_Exercise:_
Make an exact copy of all the entries below, with the pictures left out.

_Source data:_
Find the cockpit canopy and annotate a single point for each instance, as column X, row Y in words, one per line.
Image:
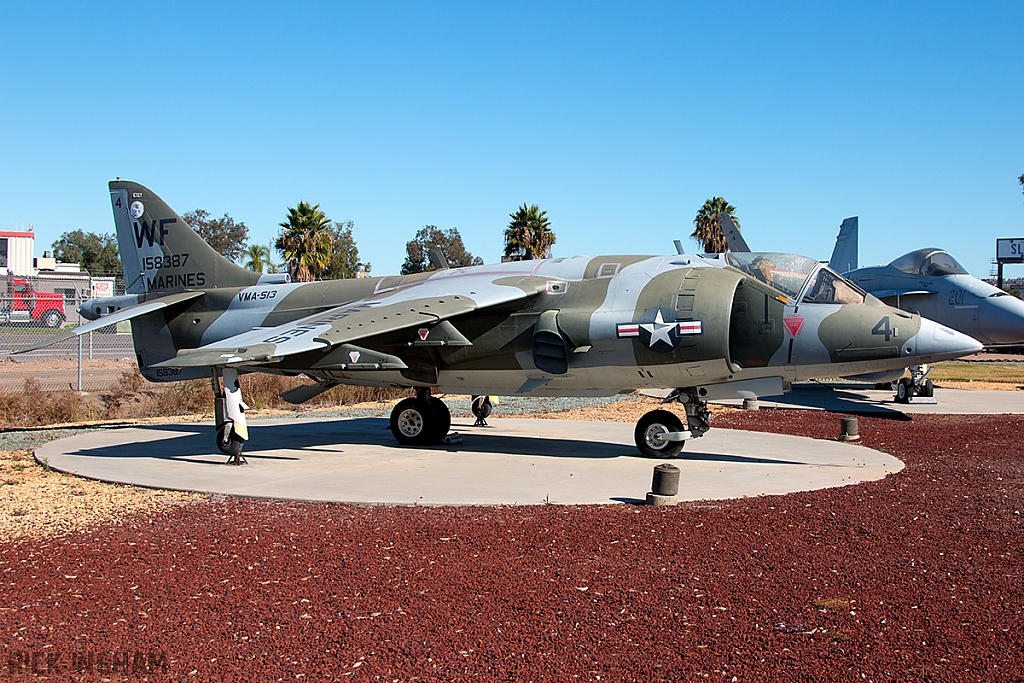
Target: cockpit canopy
column 788, row 272
column 929, row 263
column 785, row 272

_Exercise solution:_
Find the cockpit canopy and annotate a single point for each instance, as column X, row Y in words, one per line.
Image:
Target: cockpit canopy
column 788, row 272
column 929, row 263
column 785, row 272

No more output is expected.